TASK INSTRUCTIONS: Turn all of the data below into a Markdown table with the columns "Row" and "Line", one numbered row per line. Skip blank lines and leave the pictures out.

INFORMATION GIVEN:
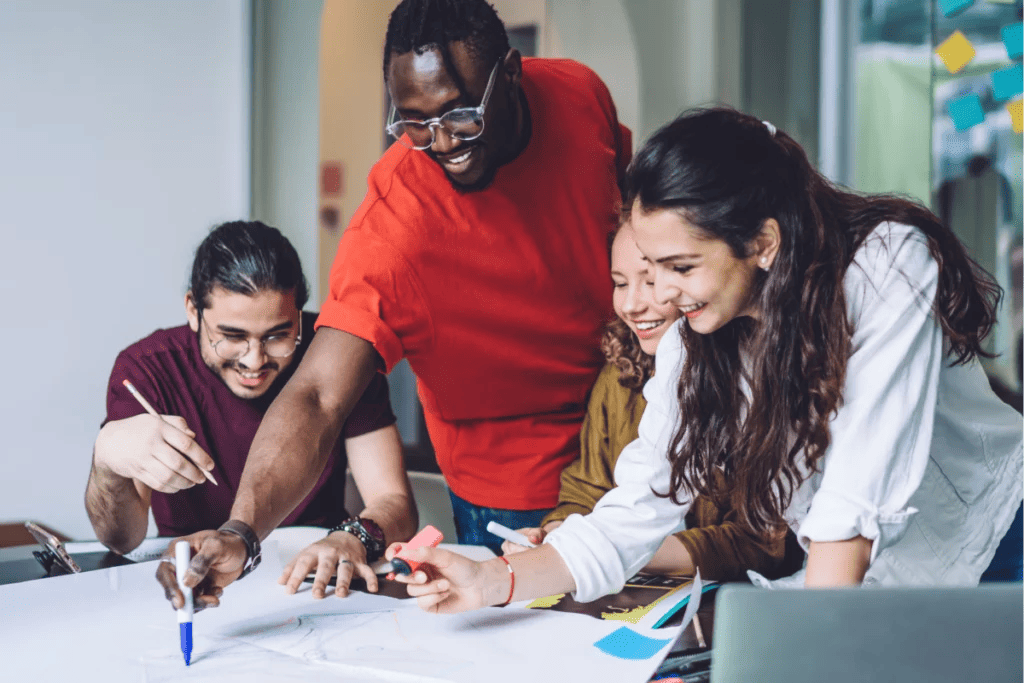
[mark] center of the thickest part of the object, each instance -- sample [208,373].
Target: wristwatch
[369,534]
[248,536]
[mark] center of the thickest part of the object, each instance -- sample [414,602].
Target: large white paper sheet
[115,625]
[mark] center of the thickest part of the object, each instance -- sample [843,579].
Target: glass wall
[904,137]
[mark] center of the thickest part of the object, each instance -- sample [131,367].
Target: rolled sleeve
[882,435]
[603,549]
[376,296]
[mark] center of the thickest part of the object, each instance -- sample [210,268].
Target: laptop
[870,635]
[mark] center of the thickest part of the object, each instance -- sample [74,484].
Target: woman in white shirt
[826,363]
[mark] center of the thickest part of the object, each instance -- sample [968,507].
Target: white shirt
[925,461]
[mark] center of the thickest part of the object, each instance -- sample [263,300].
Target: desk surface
[115,625]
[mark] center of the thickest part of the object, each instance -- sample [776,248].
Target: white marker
[182,554]
[503,531]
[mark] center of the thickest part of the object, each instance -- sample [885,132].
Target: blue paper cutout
[1013,38]
[966,112]
[953,7]
[1008,82]
[628,644]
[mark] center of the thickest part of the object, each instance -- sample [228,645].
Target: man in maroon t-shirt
[212,381]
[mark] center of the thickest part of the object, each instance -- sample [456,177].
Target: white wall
[124,136]
[599,35]
[286,125]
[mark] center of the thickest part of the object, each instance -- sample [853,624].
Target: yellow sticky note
[955,51]
[1017,115]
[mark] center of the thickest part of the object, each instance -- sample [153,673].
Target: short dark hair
[246,256]
[426,25]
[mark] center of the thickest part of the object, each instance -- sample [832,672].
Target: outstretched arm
[294,440]
[287,457]
[378,468]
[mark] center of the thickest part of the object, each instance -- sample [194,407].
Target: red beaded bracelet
[512,575]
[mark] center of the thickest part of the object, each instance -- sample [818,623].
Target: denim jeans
[471,522]
[1009,561]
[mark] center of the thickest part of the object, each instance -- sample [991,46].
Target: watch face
[373,529]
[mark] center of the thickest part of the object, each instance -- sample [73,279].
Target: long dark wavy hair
[726,173]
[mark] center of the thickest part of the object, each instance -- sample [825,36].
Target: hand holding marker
[152,411]
[428,537]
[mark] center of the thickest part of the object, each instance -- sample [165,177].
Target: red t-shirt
[167,369]
[497,297]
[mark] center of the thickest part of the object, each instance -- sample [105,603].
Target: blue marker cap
[185,629]
[182,553]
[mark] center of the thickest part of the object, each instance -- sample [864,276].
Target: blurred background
[143,123]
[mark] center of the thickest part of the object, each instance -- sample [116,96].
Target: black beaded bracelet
[248,536]
[369,534]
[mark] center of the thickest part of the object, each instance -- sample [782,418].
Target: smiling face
[633,294]
[697,273]
[235,316]
[422,88]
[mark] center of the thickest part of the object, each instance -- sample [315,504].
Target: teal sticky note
[1013,38]
[966,112]
[953,7]
[1008,82]
[628,644]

EXERCISE SOLUTION:
| Row | Line |
|---|---|
| 1 | [mark] center of the thickest part of the object, each instance -- sample [208,373]. |
| 2 | Target: wristwatch |
| 3 | [369,534] |
| 4 | [248,536] |
| 5 | [mark] center of the thickest part of the object, each instance -- sample [414,602]. |
| 6 | Target: large white paper sheet |
| 7 | [115,625] |
| 8 | [mark] center of the thickest part of the object, each instance -- sample [843,579]. |
| 9 | Target: glass wall |
| 10 | [904,137] |
| 11 | [mark] center of the thickest part of the object, each instance -- sample [131,367]. |
| 12 | Target: rolled sleeve |
| 13 | [882,435] |
| 14 | [603,549] |
| 15 | [376,296] |
| 16 | [mark] center of the thickest part of the object, each instance -- sample [210,268]. |
| 17 | Target: laptop |
| 18 | [870,635] |
| 19 | [mark] center of the thickest part of the object, each instance -- sample [74,484]. |
| 20 | Target: woman in white shirt |
| 21 | [826,363] |
| 22 | [mark] center of the thickest part of the object, each instance -- sample [968,507]. |
| 23 | Target: white shirt |
| 24 | [925,461] |
| 25 | [mark] center of the thickest part of the object, each instance -- sample [263,300]. |
| 26 | Target: desk surface |
| 27 | [115,625] |
| 28 | [mark] center of the thickest part of the object, each instance -- sample [776,248]. |
| 29 | Target: white marker |
| 30 | [182,554] |
| 31 | [503,531] |
| 32 | [mark] center of the thickest part of the object, each instance -- sample [885,132]. |
| 33 | Target: blue paper cutout |
| 34 | [1013,38] |
| 35 | [966,112] |
| 36 | [953,7] |
| 37 | [1008,82] |
| 38 | [628,644] |
| 39 | [mark] center of the thickest part of the object, each instance -- sample [228,645]. |
| 40 | Target: man in maroon t-shirt |
| 41 | [212,381] |
| 42 | [mark] center of the thickest part of the object, each instance -- sample [456,177]. |
| 43 | Target: white wall |
| 44 | [124,136] |
| 45 | [599,35] |
| 46 | [286,125] |
| 47 | [mark] center of the thickest part of the object, each instance -- sample [853,624]. |
| 48 | Target: yellow sticky note |
| 49 | [955,51] |
| 50 | [1017,115] |
| 51 | [mark] center of the thickest part of the object, each instance -- sample [153,673]. |
| 52 | Target: short dark hair |
| 53 | [246,256] |
| 54 | [426,25] |
| 55 | [mark] center of the thickest part of the object, each instance -- sample [832,672]. |
| 56 | Target: outstretched arm |
| 57 | [294,440] |
| 58 | [287,457] |
| 59 | [378,468] |
| 60 | [mark] center of the thickest part of the object, each instance -- sample [194,407]. |
| 61 | Target: red beaded bracelet |
| 62 | [512,575] |
| 63 | [mark] center of the thickest part of the object, each instance -- sample [818,623]. |
| 64 | Target: denim jeans |
| 65 | [471,522] |
| 66 | [1009,561] |
| 67 | [mark] center of the thickest part of the object, each instance -- sample [991,46]. |
| 68 | Target: watch face |
| 69 | [373,529] |
| 70 | [mark] center of the thickest part of the object, each instance -- sample [73,279]. |
| 71 | Target: long dark wavy hair |
| 72 | [726,173] |
| 73 | [mark] center of the thickest part of the object, each instance -- sample [825,36]. |
| 74 | Target: hand holding marker |
| 75 | [152,411] |
| 76 | [428,537] |
| 77 | [mark] center of the thickest part of the object, each instance -- sample [165,177]. |
| 78 | Target: red t-shirt |
| 79 | [167,369] |
| 80 | [497,297] |
| 81 | [mark] center of the thickest part of the object, each instance -- sample [105,603]. |
| 82 | Target: blue marker cap |
| 83 | [185,629] |
| 84 | [182,553] |
| 85 | [mark] center of the thickest part of the object, each instance -- sample [864,276]. |
| 86 | Target: blurred background |
| 87 | [143,123] |
| 88 | [mark] center of the thickest part of the object, each instance -- sample [116,96]. |
| 89 | Target: black beaded bracelet |
| 90 | [248,536] |
| 91 | [369,534] |
| 92 | [mark] center of the thickest part of the object, each instance -- sample [782,418]. |
| 93 | Target: smiling face |
| 94 | [633,294] |
| 95 | [697,273] |
| 96 | [235,316] |
| 97 | [422,88] |
| 98 | [mark] center of the thickest part of the object, each instance -- sample [315,504]. |
| 99 | Target: teal sticky note |
| 100 | [1013,38] |
| 101 | [966,112] |
| 102 | [953,7] |
| 103 | [1008,82] |
| 104 | [628,644] |